● **Document segment**
"Vendetta" follows the Oliver and Helena's teamwork. Diggle expresses distaste for Oliver's taste in women. Helena's a killer and has no regard for the people in her life; she's numb since the death of her fiancé. Oliver understands why Diggle's concerned, but he's lonely, desperate for connection, and stupid. Helena learns how to shoot a bow-and-arrow. Oliver instructs her how to bring down a drug cartel without violence. Helena watches but wishes not to perform justice; she's into revenge. Diggle reminds Oliver of the high possibility their relationship, Oliver's and Helena's that is, will end unhappily. Oliver won't believe Diggle.
The execution of Oliver's thing with Helena is sort of a mess. The teaser and first act set up their romantic story as a potentially lasting heartache for Oliver. Its set-up reminded me of a tightly written short film about two people who love each other but won't by the short films end. The action of Arrow shifts the focus from the meditation on two people who, despite their loneliness, can't be with each other into stopping the bad guy, amazing fight scenes, and the promise for more Huntress in later episodes. It's inevitable Helena will break from Oliver, it's just a matter of when and how. Oliver's past causes the break. In Act I, Oliver opened up about the man he'd been before the crash and the man he became on the island. The story served two purposes: to define Oliver as relatable and a chance for Helena to change her thinking about her father; and, it connected with Helena who, as Oliver sees it, exists on an island, too, that leaves her isolated and slightly mad. Helena falls for him and allows him to take her dinner, which is where the relationship breaks.

● **Provided material**
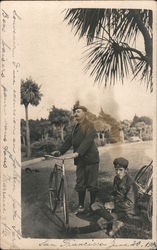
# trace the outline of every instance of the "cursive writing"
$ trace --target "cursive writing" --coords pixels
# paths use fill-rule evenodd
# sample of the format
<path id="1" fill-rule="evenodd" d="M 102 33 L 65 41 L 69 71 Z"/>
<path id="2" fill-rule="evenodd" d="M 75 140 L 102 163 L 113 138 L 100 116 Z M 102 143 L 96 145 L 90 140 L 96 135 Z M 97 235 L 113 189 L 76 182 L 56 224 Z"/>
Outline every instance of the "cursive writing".
<path id="1" fill-rule="evenodd" d="M 3 142 L 7 142 L 7 129 L 8 129 L 8 124 L 7 124 L 7 119 L 6 119 L 6 108 L 7 108 L 7 88 L 4 85 L 1 85 L 2 90 L 3 90 L 3 116 L 4 116 L 4 131 L 3 131 Z"/>
<path id="2" fill-rule="evenodd" d="M 6 53 L 8 50 L 11 50 L 11 48 L 9 47 L 9 45 L 2 40 L 2 53 L 1 53 L 1 77 L 4 78 L 5 77 L 5 72 L 6 72 Z"/>
<path id="3" fill-rule="evenodd" d="M 13 45 L 12 45 L 12 57 L 15 57 L 16 50 L 16 21 L 21 20 L 19 14 L 17 14 L 16 10 L 13 11 Z"/>
<path id="4" fill-rule="evenodd" d="M 6 30 L 7 19 L 9 19 L 9 15 L 6 13 L 5 10 L 2 9 L 2 31 L 3 32 L 5 32 Z"/>

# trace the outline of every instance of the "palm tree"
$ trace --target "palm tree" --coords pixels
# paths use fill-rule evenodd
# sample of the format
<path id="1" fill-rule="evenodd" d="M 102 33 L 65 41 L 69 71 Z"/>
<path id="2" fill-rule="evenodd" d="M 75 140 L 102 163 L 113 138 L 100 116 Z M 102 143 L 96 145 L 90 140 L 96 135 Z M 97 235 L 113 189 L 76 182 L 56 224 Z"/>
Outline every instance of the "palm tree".
<path id="1" fill-rule="evenodd" d="M 67 111 L 65 109 L 58 109 L 55 106 L 52 107 L 52 110 L 49 113 L 49 120 L 51 121 L 51 124 L 59 128 L 62 141 L 64 141 L 65 126 L 68 126 L 70 118 L 70 111 Z"/>
<path id="2" fill-rule="evenodd" d="M 21 80 L 21 104 L 25 106 L 26 112 L 26 140 L 27 140 L 27 157 L 31 156 L 30 148 L 30 131 L 28 122 L 28 105 L 37 106 L 41 100 L 42 94 L 40 93 L 41 86 L 38 86 L 31 78 Z"/>
<path id="3" fill-rule="evenodd" d="M 146 9 L 68 9 L 65 21 L 86 37 L 85 70 L 104 85 L 124 81 L 130 72 L 152 91 L 152 11 Z M 137 49 L 139 35 L 144 51 Z"/>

● **The task**
Can you carry on the review of the Arrow episode "Vendetta" from its last sentence, picking up after Helena lets Oliver take her to dinner?

● **Response to this exercise**
The love triangle between Oliver, Laurel, and Tommy, is very similar to Peter Parker, Mary Jane, and Harry Osborne in Spiderman. Love triangles are usually the least interesting aspect of a TV drama, whether it's family or genre or procedural. Arrow's love triangle is significantly dull. Old feelings re-surface during dinner. Oliver and Tommy act like Dawson and Pacey if they were in their late 20s (let's forget Jackson and The Beek WERE in their mid-to-late 20s during the dramatic final chapter of the third season). Helena notices the tension, learns about Oliver's past with Lauren, and feels betrayed, like Oliver told her about his past to manipulate her into behaving differently. Helena leaves the restaurant, dresses in her vigilante outfit, and kills four members of the Triad, which is her father's enemies, and it launches a full-scale war between her father and them.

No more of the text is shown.